-- Opening Marker --

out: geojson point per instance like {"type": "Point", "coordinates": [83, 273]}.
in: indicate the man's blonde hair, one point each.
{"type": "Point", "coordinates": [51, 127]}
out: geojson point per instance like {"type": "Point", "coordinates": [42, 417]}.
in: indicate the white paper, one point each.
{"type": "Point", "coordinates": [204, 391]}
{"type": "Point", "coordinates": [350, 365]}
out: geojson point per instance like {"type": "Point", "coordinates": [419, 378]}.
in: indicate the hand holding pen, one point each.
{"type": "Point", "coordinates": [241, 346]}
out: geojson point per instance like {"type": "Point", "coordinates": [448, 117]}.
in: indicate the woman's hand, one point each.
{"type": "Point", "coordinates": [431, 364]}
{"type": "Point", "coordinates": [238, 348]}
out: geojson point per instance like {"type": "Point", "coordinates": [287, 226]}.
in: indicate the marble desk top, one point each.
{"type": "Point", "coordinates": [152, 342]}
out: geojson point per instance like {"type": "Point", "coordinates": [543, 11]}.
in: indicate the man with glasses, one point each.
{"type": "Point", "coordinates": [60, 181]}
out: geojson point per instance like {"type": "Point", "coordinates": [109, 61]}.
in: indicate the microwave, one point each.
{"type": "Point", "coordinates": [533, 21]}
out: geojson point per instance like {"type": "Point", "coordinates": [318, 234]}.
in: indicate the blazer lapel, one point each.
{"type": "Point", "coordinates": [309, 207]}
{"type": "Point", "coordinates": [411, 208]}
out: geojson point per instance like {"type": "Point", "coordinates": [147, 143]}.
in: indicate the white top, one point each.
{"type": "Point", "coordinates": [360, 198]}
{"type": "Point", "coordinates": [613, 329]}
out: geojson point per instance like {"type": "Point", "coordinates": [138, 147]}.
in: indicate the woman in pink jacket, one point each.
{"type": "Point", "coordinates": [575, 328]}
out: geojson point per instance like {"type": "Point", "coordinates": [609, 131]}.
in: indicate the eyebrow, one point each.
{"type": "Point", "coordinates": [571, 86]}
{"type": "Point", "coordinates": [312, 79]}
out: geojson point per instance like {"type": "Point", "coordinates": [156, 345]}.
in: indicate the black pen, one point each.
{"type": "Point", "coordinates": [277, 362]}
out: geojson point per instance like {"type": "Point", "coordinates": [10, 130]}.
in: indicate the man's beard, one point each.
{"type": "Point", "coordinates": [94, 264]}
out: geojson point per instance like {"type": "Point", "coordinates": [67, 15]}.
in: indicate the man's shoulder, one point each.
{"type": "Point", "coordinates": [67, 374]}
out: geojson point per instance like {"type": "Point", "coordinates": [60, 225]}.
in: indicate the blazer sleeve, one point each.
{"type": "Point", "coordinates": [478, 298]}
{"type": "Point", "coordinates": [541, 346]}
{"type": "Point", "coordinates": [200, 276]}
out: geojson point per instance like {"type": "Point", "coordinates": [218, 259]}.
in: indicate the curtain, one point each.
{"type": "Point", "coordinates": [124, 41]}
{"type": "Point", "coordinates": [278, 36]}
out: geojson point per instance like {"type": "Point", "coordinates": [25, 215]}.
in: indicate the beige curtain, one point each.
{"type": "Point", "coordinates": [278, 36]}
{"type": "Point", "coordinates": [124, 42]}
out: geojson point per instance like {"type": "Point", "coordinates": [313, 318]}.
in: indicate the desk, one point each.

-- Closing Marker --

■ **Task brief**:
Once you have read the records above, write them all out exactly.

■ **Completed exercise**:
out: geojson point per instance like {"type": "Point", "coordinates": [83, 273]}.
in: indicate the man's blonde hair, one point each.
{"type": "Point", "coordinates": [51, 127]}
out: geojson point per instance like {"type": "Point", "coordinates": [42, 417]}.
in: indicate the white paper, one point each.
{"type": "Point", "coordinates": [204, 391]}
{"type": "Point", "coordinates": [350, 365]}
out: geojson point per instance like {"type": "Point", "coordinates": [419, 378]}.
in: indicate the hand holding pen, one point each.
{"type": "Point", "coordinates": [241, 346]}
out: geojson point per instance like {"type": "Point", "coordinates": [448, 117]}.
in: indicate the woman's hand, one point each.
{"type": "Point", "coordinates": [431, 364]}
{"type": "Point", "coordinates": [238, 348]}
out: geojson point per instance like {"type": "Point", "coordinates": [287, 226]}.
in: indicate the marble desk top, one point each.
{"type": "Point", "coordinates": [152, 342]}
out: geojson point per instance like {"type": "Point", "coordinates": [543, 11]}.
in: indicate the man with glasses, one point each.
{"type": "Point", "coordinates": [60, 181]}
out: geojson point per instance like {"type": "Point", "coordinates": [109, 61]}.
in: indicate the microwave, one point each.
{"type": "Point", "coordinates": [533, 21]}
out: geojson point per instance like {"type": "Point", "coordinates": [318, 234]}.
in: indicate the blazer lapel, one point each.
{"type": "Point", "coordinates": [309, 207]}
{"type": "Point", "coordinates": [411, 208]}
out: geojson point per instance like {"type": "Point", "coordinates": [147, 143]}.
in: indicate the white top, one point each.
{"type": "Point", "coordinates": [360, 198]}
{"type": "Point", "coordinates": [613, 329]}
out: geojson point per instance like {"type": "Point", "coordinates": [138, 147]}.
in: indicate the woman in pink jacket, one point each.
{"type": "Point", "coordinates": [575, 328]}
out: geojson point per instance like {"type": "Point", "coordinates": [609, 131]}.
in: indicate the eyebrow, one point each.
{"type": "Point", "coordinates": [571, 86]}
{"type": "Point", "coordinates": [312, 79]}
out: geojson point per instance like {"type": "Point", "coordinates": [156, 345]}.
in: indicate the black pen, one point each.
{"type": "Point", "coordinates": [277, 362]}
out: geojson point per instance like {"type": "Point", "coordinates": [10, 130]}.
in: indicate the man's beard, one point each.
{"type": "Point", "coordinates": [94, 264]}
out: geojson point per instance like {"type": "Point", "coordinates": [67, 15]}.
in: indicate the man's shoulder, one point each.
{"type": "Point", "coordinates": [67, 374]}
out: geojson point per instance like {"type": "Point", "coordinates": [60, 225]}.
in: indicate the blazer sleeve, one point each.
{"type": "Point", "coordinates": [478, 298]}
{"type": "Point", "coordinates": [541, 346]}
{"type": "Point", "coordinates": [200, 276]}
out: geojson point per instance like {"type": "Point", "coordinates": [218, 259]}.
in: indicate the curtain, one point each.
{"type": "Point", "coordinates": [124, 41]}
{"type": "Point", "coordinates": [278, 36]}
out: geojson point per instance like {"type": "Point", "coordinates": [25, 215]}.
in: indicate the beige curtain, one point each.
{"type": "Point", "coordinates": [278, 36]}
{"type": "Point", "coordinates": [124, 42]}
out: geojson point per instance like {"type": "Point", "coordinates": [313, 318]}.
in: indicate the desk, one point each.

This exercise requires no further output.